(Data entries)
· · · · ·

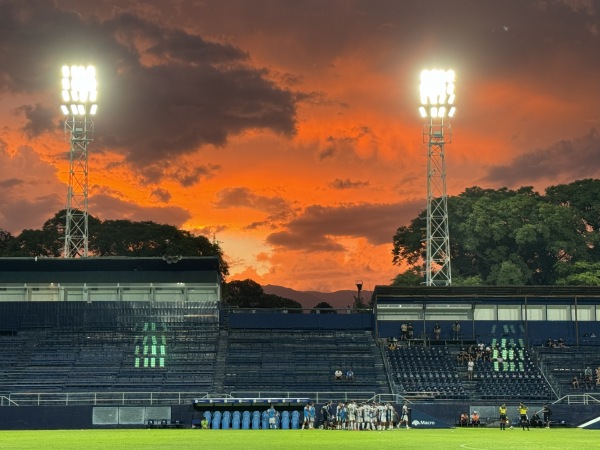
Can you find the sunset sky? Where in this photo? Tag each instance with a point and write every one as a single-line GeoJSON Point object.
{"type": "Point", "coordinates": [288, 129]}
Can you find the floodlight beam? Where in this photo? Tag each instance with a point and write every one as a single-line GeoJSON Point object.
{"type": "Point", "coordinates": [79, 95]}
{"type": "Point", "coordinates": [437, 104]}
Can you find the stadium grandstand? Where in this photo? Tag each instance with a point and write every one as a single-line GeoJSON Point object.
{"type": "Point", "coordinates": [138, 342]}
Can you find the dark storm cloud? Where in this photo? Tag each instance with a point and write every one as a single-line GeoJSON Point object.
{"type": "Point", "coordinates": [162, 195]}
{"type": "Point", "coordinates": [10, 183]}
{"type": "Point", "coordinates": [39, 119]}
{"type": "Point", "coordinates": [18, 213]}
{"type": "Point", "coordinates": [316, 229]}
{"type": "Point", "coordinates": [191, 176]}
{"type": "Point", "coordinates": [114, 208]}
{"type": "Point", "coordinates": [244, 197]}
{"type": "Point", "coordinates": [162, 91]}
{"type": "Point", "coordinates": [575, 159]}
{"type": "Point", "coordinates": [347, 184]}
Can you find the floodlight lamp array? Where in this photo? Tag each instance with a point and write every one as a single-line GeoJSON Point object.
{"type": "Point", "coordinates": [79, 90]}
{"type": "Point", "coordinates": [437, 93]}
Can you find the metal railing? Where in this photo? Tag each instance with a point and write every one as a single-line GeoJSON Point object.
{"type": "Point", "coordinates": [177, 398]}
{"type": "Point", "coordinates": [579, 399]}
{"type": "Point", "coordinates": [317, 397]}
{"type": "Point", "coordinates": [101, 398]}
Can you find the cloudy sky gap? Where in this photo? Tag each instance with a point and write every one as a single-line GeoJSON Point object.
{"type": "Point", "coordinates": [289, 130]}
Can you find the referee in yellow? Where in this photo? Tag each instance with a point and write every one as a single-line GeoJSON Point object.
{"type": "Point", "coordinates": [523, 415]}
{"type": "Point", "coordinates": [503, 417]}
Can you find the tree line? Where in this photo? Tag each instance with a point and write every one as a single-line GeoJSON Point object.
{"type": "Point", "coordinates": [513, 237]}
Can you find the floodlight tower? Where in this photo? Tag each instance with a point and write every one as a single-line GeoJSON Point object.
{"type": "Point", "coordinates": [79, 95]}
{"type": "Point", "coordinates": [437, 106]}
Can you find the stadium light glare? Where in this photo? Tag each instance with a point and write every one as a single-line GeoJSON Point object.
{"type": "Point", "coordinates": [437, 92]}
{"type": "Point", "coordinates": [79, 90]}
{"type": "Point", "coordinates": [437, 103]}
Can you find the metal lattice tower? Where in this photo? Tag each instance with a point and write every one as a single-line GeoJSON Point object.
{"type": "Point", "coordinates": [437, 266]}
{"type": "Point", "coordinates": [79, 94]}
{"type": "Point", "coordinates": [437, 104]}
{"type": "Point", "coordinates": [80, 132]}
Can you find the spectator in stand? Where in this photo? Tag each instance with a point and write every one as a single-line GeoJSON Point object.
{"type": "Point", "coordinates": [547, 412]}
{"type": "Point", "coordinates": [523, 416]}
{"type": "Point", "coordinates": [475, 421]}
{"type": "Point", "coordinates": [437, 331]}
{"type": "Point", "coordinates": [326, 413]}
{"type": "Point", "coordinates": [404, 331]}
{"type": "Point", "coordinates": [470, 369]}
{"type": "Point", "coordinates": [536, 421]}
{"type": "Point", "coordinates": [587, 381]}
{"type": "Point", "coordinates": [456, 330]}
{"type": "Point", "coordinates": [487, 356]}
{"type": "Point", "coordinates": [500, 361]}
{"type": "Point", "coordinates": [462, 356]}
{"type": "Point", "coordinates": [272, 417]}
{"type": "Point", "coordinates": [306, 416]}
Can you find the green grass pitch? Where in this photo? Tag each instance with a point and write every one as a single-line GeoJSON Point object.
{"type": "Point", "coordinates": [443, 439]}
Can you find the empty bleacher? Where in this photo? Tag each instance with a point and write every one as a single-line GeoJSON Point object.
{"type": "Point", "coordinates": [560, 365]}
{"type": "Point", "coordinates": [517, 376]}
{"type": "Point", "coordinates": [425, 373]}
{"type": "Point", "coordinates": [171, 348]}
{"type": "Point", "coordinates": [302, 360]}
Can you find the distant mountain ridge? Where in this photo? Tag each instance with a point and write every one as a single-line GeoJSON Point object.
{"type": "Point", "coordinates": [308, 299]}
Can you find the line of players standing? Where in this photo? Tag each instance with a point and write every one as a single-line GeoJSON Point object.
{"type": "Point", "coordinates": [355, 416]}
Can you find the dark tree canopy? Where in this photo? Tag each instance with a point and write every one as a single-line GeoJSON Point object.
{"type": "Point", "coordinates": [323, 308]}
{"type": "Point", "coordinates": [512, 237]}
{"type": "Point", "coordinates": [112, 238]}
{"type": "Point", "coordinates": [249, 294]}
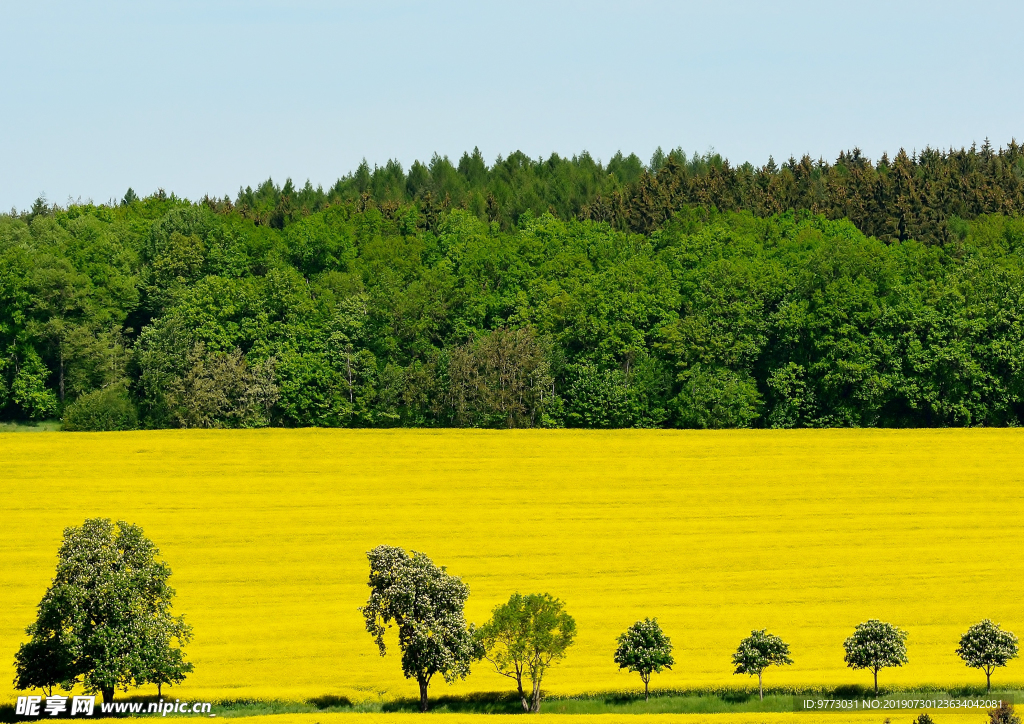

· · · · ·

(TO BE DONE) Present every line of all the entries above as a numbered list, skipping blank lines and leaving out the pictures.

(COMPLETED EXERCISE)
1. Can you find the sunset sky? Where in this photo? Tag each instance with a point and write every one as a single-line GeoJSON Point object.
2. {"type": "Point", "coordinates": [288, 129]}
3. Can you find the floodlight beam? Where in this photo? Tag each instance with a point and write every one as a single-line GeoJSON Point object.
4. {"type": "Point", "coordinates": [79, 95]}
5. {"type": "Point", "coordinates": [437, 104]}
6. Can you find the stadium grandstand? Where in this photo? Tag each instance with a point and write every one as a single-line GeoJSON Point object.
7. {"type": "Point", "coordinates": [138, 342]}
8. Can you find the dark storm cloud? Where in this photo? Tag each instance with a point and write every one as a single-line GeoJSON Point object.
9. {"type": "Point", "coordinates": [162, 195]}
10. {"type": "Point", "coordinates": [10, 183]}
11. {"type": "Point", "coordinates": [39, 119]}
12. {"type": "Point", "coordinates": [18, 213]}
13. {"type": "Point", "coordinates": [316, 229]}
14. {"type": "Point", "coordinates": [191, 176]}
15. {"type": "Point", "coordinates": [114, 208]}
16. {"type": "Point", "coordinates": [244, 197]}
17. {"type": "Point", "coordinates": [162, 91]}
18. {"type": "Point", "coordinates": [575, 159]}
19. {"type": "Point", "coordinates": [347, 184]}
20. Can you find the floodlight lamp array? Where in this photo? Tag each instance with a point and write every one as a single-line GeoJSON Point object.
21. {"type": "Point", "coordinates": [79, 90]}
22. {"type": "Point", "coordinates": [437, 93]}
23. Can you find the metal railing? Where in this photo? Tag each instance with a point and write every one as a single-line GeoJSON Point object.
24. {"type": "Point", "coordinates": [177, 398]}
25. {"type": "Point", "coordinates": [579, 399]}
26. {"type": "Point", "coordinates": [317, 397]}
27. {"type": "Point", "coordinates": [101, 398]}
28. Can you find the cloudy sky gap? Where in this photo? Tag each instance with a point and write every one as a single-line GeoJSON Point object.
29. {"type": "Point", "coordinates": [289, 130]}
30. Can you find the referee in yellow? Where in this photo? Tag each instance with a point and write every one as a single-line GeoJSON Point object.
31. {"type": "Point", "coordinates": [523, 415]}
32. {"type": "Point", "coordinates": [503, 417]}
33. Can you find the tree line? Where in this photo? Tag each instance with a point and write every one as a single-line GeoJSON Point object.
34. {"type": "Point", "coordinates": [513, 237]}
35. Can you find the floodlight tower? Where in this photo? Tag each instance with a point and write every one as a single-line GeoJSON Point object.
36. {"type": "Point", "coordinates": [79, 95]}
37. {"type": "Point", "coordinates": [437, 106]}
38. Can you find the stadium light glare? Where in this photo? Tag each instance with a point and write every one as a single-line GeoJSON Point object.
39. {"type": "Point", "coordinates": [437, 92]}
40. {"type": "Point", "coordinates": [79, 90]}
41. {"type": "Point", "coordinates": [437, 103]}
42. Can you find the metal lattice tower? Where in this photo? Tag each instance with a point and write every one as a single-line GeoJSON Point object.
43. {"type": "Point", "coordinates": [437, 266]}
44. {"type": "Point", "coordinates": [79, 94]}
45. {"type": "Point", "coordinates": [437, 104]}
46. {"type": "Point", "coordinates": [80, 132]}
47. Can you find the spectator in stand? Where in this photo? Tag each instance with a point and write every one as a single-line GeoJSON Point object.
48. {"type": "Point", "coordinates": [547, 412]}
49. {"type": "Point", "coordinates": [523, 416]}
50. {"type": "Point", "coordinates": [475, 421]}
51. {"type": "Point", "coordinates": [437, 331]}
52. {"type": "Point", "coordinates": [326, 413]}
53. {"type": "Point", "coordinates": [404, 331]}
54. {"type": "Point", "coordinates": [470, 369]}
55. {"type": "Point", "coordinates": [536, 421]}
56. {"type": "Point", "coordinates": [587, 381]}
57. {"type": "Point", "coordinates": [456, 330]}
58. {"type": "Point", "coordinates": [487, 356]}
59. {"type": "Point", "coordinates": [500, 361]}
60. {"type": "Point", "coordinates": [462, 356]}
61. {"type": "Point", "coordinates": [272, 417]}
62. {"type": "Point", "coordinates": [306, 416]}
63. Can you find the green grass pitch? Where in this photo? Tag each instance with a point and write every one as a single-line GeoJSON Point object.
64. {"type": "Point", "coordinates": [443, 439]}
65. Can you find the empty bleacher? Where in this photo? Tag each instance with a point and write every one as a single-line GeoJSON Point object.
66. {"type": "Point", "coordinates": [560, 365]}
67. {"type": "Point", "coordinates": [517, 376]}
68. {"type": "Point", "coordinates": [425, 373]}
69. {"type": "Point", "coordinates": [171, 348]}
70. {"type": "Point", "coordinates": [302, 360]}
71. Can you find the distant mountain ridge? Where in this photo? Tag each instance with a point and write every one as a single-line GeoJSON Point object.
72. {"type": "Point", "coordinates": [308, 299]}
73. Can you find the line of players standing? Where in this photo? Tag each instance with a point and write every one as a single-line GeoJSON Point object.
74. {"type": "Point", "coordinates": [355, 416]}
75. Can you find the dark tree canopy? Where in this photo? Tag each instance with a point and write every one as a single-line GeoJSON Point object.
76. {"type": "Point", "coordinates": [323, 308]}
77. {"type": "Point", "coordinates": [512, 237]}
78. {"type": "Point", "coordinates": [112, 238]}
79. {"type": "Point", "coordinates": [249, 294]}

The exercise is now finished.